● Required task: Starting with the line that has "Category: sunset sky" in it, repeat every line through the last one, word for word, and give nothing more.

[Start]

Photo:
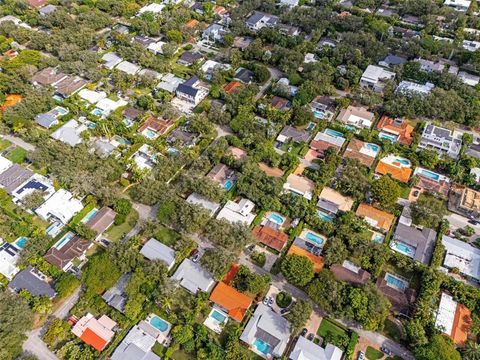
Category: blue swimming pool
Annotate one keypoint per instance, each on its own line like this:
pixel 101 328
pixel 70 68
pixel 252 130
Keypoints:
pixel 262 346
pixel 324 216
pixel 218 316
pixel 65 239
pixel 276 218
pixel 318 240
pixel 158 323
pixel 385 136
pixel 403 161
pixel 430 174
pixel 333 133
pixel 395 282
pixel 228 185
pixel 20 242
pixel 373 147
pixel 403 248
pixel 319 114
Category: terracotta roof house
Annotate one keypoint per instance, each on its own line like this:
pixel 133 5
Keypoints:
pixel 396 167
pixel 232 86
pixel 376 218
pixel 102 220
pixel 349 272
pixel 414 243
pixel 66 249
pixel 397 292
pixel 271 237
pixel 233 302
pixel 453 319
pixel 299 248
pixel 96 333
pixel 332 201
pixel 154 127
pixel 398 130
pixel 364 152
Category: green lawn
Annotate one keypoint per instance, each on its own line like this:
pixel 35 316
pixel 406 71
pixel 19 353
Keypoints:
pixel 17 155
pixel 116 232
pixel 329 326
pixel 4 144
pixel 373 354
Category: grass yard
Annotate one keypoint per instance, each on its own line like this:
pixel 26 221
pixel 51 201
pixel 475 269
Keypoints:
pixel 392 331
pixel 373 354
pixel 17 155
pixel 116 232
pixel 329 326
pixel 4 144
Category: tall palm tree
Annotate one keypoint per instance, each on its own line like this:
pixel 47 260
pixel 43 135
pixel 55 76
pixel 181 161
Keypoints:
pixel 471 351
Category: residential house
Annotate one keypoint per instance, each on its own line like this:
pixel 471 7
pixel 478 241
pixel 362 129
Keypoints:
pixel 101 221
pixel 199 200
pixel 459 5
pixel 376 78
pixel 116 296
pixel 214 32
pixel 331 201
pixel 365 153
pixel 240 211
pixel 61 206
pixel 266 333
pixel 154 127
pixel 407 88
pixel 231 301
pixel 155 250
pixel 378 219
pixel 444 141
pixel 300 185
pixel 96 333
pixel 307 350
pixel 398 292
pixel 259 20
pixel 463 257
pixel 289 133
pixel 70 133
pixel 356 116
pixel 396 167
pixel 188 58
pixel 395 130
pixel 145 158
pixel 13 176
pixel 192 91
pixel 349 272
pixel 34 282
pixel 9 255
pixel 431 182
pixel 453 319
pixel 325 140
pixel 193 277
pixel 414 243
pixel 324 107
pixel 392 60
pixel 269 234
pixel 66 250
pixel 138 343
pixel 243 75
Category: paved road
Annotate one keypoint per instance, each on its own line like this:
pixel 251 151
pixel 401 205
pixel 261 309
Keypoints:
pixel 275 74
pixel 34 344
pixel 19 142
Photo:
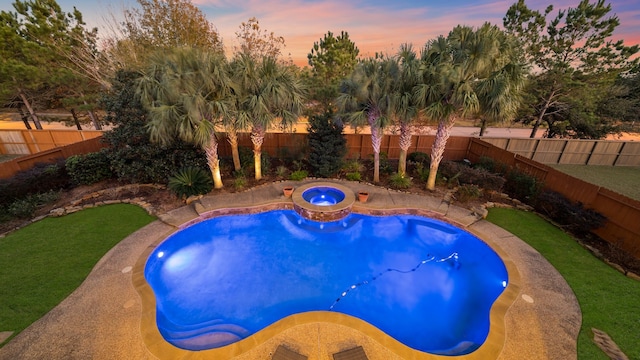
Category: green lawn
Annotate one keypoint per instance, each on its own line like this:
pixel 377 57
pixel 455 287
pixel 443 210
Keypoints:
pixel 621 179
pixel 43 263
pixel 609 301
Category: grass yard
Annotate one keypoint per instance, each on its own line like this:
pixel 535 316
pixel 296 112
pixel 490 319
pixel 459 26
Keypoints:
pixel 621 179
pixel 608 299
pixel 41 264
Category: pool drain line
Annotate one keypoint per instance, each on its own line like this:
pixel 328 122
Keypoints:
pixel 453 256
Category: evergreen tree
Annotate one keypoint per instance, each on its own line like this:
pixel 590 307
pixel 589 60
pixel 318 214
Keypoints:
pixel 327 145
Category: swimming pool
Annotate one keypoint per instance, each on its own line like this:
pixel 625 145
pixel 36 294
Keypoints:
pixel 425 283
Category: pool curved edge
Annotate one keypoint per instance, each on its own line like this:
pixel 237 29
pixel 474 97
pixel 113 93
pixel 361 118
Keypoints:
pixel 158 346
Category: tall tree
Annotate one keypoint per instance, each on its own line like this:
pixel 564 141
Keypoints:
pixel 462 75
pixel 366 97
pixel 187 94
pixel 331 59
pixel 273 93
pixel 158 25
pixel 570 53
pixel 257 42
pixel 406 109
pixel 31 69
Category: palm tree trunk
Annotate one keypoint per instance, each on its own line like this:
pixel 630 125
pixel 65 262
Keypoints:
pixel 24 118
pixel 75 119
pixel 376 139
pixel 232 138
pixel 257 138
pixel 483 126
pixel 34 117
pixel 405 144
pixel 211 150
pixel 437 150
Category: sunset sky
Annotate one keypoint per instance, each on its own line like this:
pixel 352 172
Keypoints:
pixel 374 25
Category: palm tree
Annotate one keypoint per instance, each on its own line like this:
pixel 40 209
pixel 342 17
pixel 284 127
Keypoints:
pixel 366 97
pixel 187 94
pixel 272 92
pixel 406 110
pixel 467 73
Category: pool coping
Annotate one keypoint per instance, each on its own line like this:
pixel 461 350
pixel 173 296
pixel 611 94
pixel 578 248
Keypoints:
pixel 101 319
pixel 490 349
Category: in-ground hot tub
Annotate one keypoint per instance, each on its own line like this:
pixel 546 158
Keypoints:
pixel 323 201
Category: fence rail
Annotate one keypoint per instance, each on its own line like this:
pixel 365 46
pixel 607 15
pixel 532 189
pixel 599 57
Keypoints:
pixel 10 168
pixel 622 227
pixel 27 142
pixel 573 151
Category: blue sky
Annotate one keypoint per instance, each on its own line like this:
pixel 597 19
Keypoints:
pixel 374 26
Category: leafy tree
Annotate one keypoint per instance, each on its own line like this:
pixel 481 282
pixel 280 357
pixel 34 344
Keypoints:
pixel 331 59
pixel 271 92
pixel 158 25
pixel 366 98
pixel 406 109
pixel 571 55
pixel 31 69
pixel 132 155
pixel 327 145
pixel 467 73
pixel 258 43
pixel 187 94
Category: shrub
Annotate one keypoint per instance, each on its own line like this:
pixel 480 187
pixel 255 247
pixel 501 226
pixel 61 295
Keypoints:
pixel 239 182
pixel 468 192
pixel 522 186
pixel 353 176
pixel 327 146
pixel 422 171
pixel 571 216
pixel 89 168
pixel 25 207
pixel 353 166
pixel 190 181
pixel 397 181
pixel 299 175
pixel 418 157
pixel 281 171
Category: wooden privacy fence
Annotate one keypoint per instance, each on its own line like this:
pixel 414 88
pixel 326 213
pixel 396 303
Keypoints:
pixel 26 142
pixel 358 145
pixel 10 168
pixel 573 151
pixel 622 227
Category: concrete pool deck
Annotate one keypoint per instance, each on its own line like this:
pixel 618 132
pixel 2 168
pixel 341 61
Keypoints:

[End]

● Task result:
Category: sunset sky
Annotate one keypoint per instance, each on its own line like this:
pixel 352 172
Keypoints:
pixel 374 25
Category: palm tree
Annotate one keypoint per instance, each on its own line like this:
pixel 40 209
pixel 342 17
pixel 284 127
Keypoints:
pixel 366 97
pixel 187 94
pixel 272 92
pixel 406 110
pixel 467 73
Category: pool coping
Annotate one keypoint per instance, each on its own line like this:
pixel 461 350
pixel 173 296
pixel 611 94
pixel 578 248
Keypoints:
pixel 101 319
pixel 490 349
Category: in-ground hot tub
Annotate one keypoint per instance, each on its own line like this:
pixel 546 158
Keypoints:
pixel 323 201
Category: fence rail
Annotate one keypoint per instance, each on its own line like this:
pixel 365 46
pixel 607 15
pixel 532 189
pixel 599 57
Keypoints:
pixel 10 168
pixel 622 227
pixel 27 142
pixel 573 151
Category: blue sky
Annotate one keypoint per instance, each on its own line like this:
pixel 597 19
Keypoints:
pixel 374 26
Category: leafy tree
Annotate one keypoint per instance, each on its own line like this:
pixel 481 282
pixel 280 357
pixel 34 344
Keypoints:
pixel 331 59
pixel 271 92
pixel 158 25
pixel 366 98
pixel 406 109
pixel 571 55
pixel 31 69
pixel 132 155
pixel 327 145
pixel 467 73
pixel 258 43
pixel 187 94
Category: shrub
Annotate one keypoint per instance, each on its own line like this:
pixel 480 187
pixel 255 247
pixel 501 226
pixel 61 295
Keypoints:
pixel 239 182
pixel 468 192
pixel 522 186
pixel 353 176
pixel 327 146
pixel 422 171
pixel 571 216
pixel 89 168
pixel 25 207
pixel 353 166
pixel 190 181
pixel 397 181
pixel 299 175
pixel 418 157
pixel 281 171
Category: wooden privacy fence
Annotate one keypoint per instance, each on its own line like this:
pixel 414 88
pixel 326 213
pixel 396 303
Keypoints:
pixel 26 142
pixel 358 145
pixel 10 168
pixel 573 151
pixel 622 227
Category: concrete pool deck
Annotate one keypoint per instance, each on its own line like this:
pixel 618 132
pixel 2 168
pixel 341 61
Keypoints:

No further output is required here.